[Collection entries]
────────────────────────────────────────
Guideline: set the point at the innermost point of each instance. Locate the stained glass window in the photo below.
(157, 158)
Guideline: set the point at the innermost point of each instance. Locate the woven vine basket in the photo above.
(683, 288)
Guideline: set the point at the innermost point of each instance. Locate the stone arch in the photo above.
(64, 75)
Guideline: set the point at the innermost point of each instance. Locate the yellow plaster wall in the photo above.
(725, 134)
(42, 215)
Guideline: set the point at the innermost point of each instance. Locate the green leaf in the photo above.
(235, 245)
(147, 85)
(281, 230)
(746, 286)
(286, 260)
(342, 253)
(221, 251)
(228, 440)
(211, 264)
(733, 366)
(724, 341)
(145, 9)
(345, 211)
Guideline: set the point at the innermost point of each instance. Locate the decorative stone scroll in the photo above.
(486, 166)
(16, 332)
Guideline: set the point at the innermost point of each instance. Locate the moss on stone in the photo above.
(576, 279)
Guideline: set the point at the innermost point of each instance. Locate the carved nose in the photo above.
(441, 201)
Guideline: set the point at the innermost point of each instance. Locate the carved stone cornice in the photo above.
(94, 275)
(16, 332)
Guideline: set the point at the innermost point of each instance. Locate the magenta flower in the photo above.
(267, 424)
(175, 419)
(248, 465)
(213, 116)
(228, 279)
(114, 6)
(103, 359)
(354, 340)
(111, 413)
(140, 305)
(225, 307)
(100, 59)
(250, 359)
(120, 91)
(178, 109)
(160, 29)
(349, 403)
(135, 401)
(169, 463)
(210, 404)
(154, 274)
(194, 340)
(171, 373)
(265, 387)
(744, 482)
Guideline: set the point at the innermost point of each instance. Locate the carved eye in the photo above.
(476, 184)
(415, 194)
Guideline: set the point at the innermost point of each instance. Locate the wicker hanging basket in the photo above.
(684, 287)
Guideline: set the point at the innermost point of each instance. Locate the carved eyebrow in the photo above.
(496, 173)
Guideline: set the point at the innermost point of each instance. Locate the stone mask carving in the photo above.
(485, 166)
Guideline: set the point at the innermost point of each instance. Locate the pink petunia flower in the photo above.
────────────────────────────────────────
### [Problem to solve]
Only these lines should appear in the reply: the one containing "carving in the photo above.", the last line of the data, and all lines between them, each copied exactly.

### [Answer area]
Guideline: set the point at the innermost point of each instance. Locate the stone mask carving in the photo above.
(485, 166)
Guideline: set the point at the innermost point of each instance. Locate the pink petunia flower in the photo above.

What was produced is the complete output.